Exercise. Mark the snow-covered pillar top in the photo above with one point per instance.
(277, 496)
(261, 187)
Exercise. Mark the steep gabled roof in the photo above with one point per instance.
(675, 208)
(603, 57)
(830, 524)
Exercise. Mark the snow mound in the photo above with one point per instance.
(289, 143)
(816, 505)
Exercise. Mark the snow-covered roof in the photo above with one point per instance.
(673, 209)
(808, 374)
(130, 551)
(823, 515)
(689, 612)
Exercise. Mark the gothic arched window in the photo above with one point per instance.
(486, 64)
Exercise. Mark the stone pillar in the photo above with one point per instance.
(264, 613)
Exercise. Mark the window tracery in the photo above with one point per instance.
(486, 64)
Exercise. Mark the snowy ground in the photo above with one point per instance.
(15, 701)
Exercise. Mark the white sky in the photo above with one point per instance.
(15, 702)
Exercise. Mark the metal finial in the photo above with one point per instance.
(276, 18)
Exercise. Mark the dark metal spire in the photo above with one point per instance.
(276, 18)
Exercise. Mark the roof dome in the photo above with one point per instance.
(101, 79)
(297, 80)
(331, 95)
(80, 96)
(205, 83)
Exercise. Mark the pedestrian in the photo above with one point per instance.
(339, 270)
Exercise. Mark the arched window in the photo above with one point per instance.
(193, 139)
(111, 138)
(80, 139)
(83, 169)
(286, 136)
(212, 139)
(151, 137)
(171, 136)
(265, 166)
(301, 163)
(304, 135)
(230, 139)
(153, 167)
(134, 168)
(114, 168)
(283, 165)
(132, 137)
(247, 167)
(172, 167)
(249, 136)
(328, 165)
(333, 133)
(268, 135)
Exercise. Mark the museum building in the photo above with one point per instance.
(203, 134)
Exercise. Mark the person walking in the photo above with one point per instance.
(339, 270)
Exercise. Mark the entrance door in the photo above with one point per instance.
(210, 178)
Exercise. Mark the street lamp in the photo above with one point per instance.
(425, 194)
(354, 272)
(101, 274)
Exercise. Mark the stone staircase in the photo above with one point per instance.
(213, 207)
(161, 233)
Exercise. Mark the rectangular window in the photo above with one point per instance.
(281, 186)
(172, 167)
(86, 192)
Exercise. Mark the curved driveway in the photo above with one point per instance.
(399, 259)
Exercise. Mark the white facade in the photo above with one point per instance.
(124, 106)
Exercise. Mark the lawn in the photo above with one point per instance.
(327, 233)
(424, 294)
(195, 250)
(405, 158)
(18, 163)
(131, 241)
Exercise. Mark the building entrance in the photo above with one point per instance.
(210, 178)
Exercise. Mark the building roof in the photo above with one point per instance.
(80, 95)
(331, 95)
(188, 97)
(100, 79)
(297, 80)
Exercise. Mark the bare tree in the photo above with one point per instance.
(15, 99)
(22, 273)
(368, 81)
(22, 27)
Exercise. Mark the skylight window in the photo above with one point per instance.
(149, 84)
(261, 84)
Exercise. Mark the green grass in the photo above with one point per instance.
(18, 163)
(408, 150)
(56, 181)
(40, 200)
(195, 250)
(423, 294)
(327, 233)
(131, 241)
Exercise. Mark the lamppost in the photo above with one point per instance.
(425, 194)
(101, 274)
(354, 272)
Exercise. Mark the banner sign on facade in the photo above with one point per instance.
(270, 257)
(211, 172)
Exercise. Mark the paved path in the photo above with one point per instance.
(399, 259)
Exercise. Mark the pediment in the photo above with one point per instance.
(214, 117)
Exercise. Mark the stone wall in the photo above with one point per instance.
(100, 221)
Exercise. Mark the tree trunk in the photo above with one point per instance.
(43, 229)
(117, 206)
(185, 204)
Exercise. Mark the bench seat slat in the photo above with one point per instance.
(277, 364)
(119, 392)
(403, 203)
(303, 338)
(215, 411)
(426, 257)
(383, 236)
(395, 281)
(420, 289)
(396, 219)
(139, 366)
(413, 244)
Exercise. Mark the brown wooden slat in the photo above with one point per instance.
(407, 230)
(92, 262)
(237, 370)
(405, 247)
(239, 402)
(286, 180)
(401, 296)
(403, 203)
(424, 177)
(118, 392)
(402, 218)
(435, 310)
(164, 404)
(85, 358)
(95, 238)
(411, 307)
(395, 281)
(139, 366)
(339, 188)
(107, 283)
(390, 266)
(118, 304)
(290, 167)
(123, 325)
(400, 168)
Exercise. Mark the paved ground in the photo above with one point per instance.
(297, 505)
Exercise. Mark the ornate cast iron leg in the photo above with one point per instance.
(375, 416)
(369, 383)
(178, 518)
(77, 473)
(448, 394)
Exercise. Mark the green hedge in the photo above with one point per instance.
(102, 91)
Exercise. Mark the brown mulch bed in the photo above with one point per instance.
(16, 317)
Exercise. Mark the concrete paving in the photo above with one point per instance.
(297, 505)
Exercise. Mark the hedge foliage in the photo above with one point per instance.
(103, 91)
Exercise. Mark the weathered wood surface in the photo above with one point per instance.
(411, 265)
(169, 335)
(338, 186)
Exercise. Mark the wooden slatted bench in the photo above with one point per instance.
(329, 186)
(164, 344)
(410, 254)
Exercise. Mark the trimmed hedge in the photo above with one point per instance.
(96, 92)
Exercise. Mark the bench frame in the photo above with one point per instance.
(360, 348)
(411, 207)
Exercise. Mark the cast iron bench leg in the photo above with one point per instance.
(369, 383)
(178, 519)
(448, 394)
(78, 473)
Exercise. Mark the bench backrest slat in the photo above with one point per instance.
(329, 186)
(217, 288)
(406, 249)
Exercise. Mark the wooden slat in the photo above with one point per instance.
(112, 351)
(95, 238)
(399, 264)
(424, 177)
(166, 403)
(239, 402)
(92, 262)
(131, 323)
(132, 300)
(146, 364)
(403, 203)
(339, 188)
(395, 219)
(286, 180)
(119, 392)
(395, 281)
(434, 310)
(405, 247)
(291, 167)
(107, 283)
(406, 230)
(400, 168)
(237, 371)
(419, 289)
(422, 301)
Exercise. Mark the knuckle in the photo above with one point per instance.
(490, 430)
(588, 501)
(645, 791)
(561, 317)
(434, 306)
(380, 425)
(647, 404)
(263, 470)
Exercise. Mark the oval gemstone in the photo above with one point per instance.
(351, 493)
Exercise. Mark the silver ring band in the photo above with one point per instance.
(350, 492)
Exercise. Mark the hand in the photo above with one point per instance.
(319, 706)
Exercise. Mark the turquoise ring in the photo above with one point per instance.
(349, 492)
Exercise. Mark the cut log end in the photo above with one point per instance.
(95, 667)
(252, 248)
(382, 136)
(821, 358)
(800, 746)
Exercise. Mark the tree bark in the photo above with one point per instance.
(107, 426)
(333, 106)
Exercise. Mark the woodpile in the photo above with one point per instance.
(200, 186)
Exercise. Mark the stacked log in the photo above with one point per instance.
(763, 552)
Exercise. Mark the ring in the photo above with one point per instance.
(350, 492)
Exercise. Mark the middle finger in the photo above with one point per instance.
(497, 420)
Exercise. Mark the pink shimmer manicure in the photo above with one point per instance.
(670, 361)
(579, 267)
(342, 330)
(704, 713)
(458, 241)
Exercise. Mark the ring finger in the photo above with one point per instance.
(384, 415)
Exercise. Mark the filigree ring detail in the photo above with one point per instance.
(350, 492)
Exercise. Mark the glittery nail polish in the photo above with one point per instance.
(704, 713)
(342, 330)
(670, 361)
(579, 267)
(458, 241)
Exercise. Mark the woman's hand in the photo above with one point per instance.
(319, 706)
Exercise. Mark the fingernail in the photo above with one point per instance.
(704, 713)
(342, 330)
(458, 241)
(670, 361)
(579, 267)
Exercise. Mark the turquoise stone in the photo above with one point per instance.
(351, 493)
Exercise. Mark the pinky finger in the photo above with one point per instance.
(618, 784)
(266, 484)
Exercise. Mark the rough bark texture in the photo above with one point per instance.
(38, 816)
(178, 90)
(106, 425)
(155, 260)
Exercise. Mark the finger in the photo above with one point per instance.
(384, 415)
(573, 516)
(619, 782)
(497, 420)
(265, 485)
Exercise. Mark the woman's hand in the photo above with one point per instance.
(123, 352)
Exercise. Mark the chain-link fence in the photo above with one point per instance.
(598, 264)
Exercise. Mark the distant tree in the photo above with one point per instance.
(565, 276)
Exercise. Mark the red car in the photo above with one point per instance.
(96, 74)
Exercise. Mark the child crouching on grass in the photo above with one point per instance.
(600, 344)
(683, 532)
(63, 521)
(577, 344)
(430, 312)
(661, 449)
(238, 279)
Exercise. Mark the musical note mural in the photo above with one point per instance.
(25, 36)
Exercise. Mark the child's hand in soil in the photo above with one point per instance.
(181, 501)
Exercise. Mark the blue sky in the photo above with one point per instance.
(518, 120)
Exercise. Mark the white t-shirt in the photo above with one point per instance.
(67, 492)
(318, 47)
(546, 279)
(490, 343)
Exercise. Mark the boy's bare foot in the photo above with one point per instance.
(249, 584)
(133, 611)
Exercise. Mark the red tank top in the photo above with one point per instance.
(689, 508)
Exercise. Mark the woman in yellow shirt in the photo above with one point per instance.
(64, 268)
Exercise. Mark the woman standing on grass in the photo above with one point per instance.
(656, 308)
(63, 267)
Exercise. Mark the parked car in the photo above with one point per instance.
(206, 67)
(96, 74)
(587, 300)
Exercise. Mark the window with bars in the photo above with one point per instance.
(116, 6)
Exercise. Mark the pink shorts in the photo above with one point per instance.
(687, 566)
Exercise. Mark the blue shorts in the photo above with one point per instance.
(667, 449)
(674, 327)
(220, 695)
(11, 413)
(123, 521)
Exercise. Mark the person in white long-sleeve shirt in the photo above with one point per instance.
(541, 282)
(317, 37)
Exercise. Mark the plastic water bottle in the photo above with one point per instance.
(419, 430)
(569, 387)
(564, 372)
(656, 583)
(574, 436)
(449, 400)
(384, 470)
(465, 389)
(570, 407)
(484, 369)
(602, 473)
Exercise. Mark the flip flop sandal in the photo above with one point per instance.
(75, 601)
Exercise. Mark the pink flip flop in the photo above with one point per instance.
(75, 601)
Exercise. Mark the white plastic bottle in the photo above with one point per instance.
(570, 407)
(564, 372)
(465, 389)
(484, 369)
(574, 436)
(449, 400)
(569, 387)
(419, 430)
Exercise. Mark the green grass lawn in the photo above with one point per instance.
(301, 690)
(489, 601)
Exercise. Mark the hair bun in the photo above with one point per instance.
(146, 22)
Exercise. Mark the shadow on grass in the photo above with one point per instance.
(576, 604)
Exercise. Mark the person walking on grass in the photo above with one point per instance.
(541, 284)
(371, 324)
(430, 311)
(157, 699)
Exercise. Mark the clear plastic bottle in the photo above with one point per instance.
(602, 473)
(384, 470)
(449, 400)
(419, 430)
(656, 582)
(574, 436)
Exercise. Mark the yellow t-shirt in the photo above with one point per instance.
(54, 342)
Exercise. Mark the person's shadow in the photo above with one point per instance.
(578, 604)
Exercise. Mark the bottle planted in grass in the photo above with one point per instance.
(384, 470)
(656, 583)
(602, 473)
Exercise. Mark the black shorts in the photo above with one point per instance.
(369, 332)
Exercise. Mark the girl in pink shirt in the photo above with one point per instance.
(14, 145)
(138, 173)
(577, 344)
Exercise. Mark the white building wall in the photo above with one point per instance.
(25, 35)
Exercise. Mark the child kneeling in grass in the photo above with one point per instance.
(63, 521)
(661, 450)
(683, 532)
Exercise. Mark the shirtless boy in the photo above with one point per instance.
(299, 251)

+-------+

Everything from the line containing "Exercise. Mark the shadow" through the final line of the records is what you should print, exactly and with nothing added.

**YOUR SOLUTION**.
Exercise. Mark the shadow on grass in the photo above with one point per instance.
(576, 604)
Exercise. Mark the person walking on grass in the photo above with one point per instance.
(541, 284)
(371, 324)
(430, 311)
(157, 699)
Exercise. Mark the clear plastic bottle in the photo above with one point per instance.
(602, 473)
(384, 470)
(449, 400)
(419, 430)
(656, 582)
(574, 436)
Exercise. Mark the yellow t-shirt in the photo above with one point per instance.
(54, 342)
Exercise. Mark the person's shadow in the photo above with one point per instance.
(578, 604)
Exercise. Mark the bottle planted in grass in the photo above with one point per instance.
(384, 470)
(656, 583)
(602, 473)
Exercise. Mark the black shorts in the photo above with one point per instance.
(369, 332)
Exercise. Mark the girl in pink shirt in the photo above with one point per instance.
(14, 145)
(138, 173)
(577, 344)
Exercise. Mark the white building wall in the photo above with one point per instance.
(25, 35)
Exercise. Mark the child kneeling in grass in the photo above with one point per instance.
(63, 521)
(661, 450)
(683, 532)
Exercise. Mark the shirtless boy in the photo above with one point per instance.
(299, 251)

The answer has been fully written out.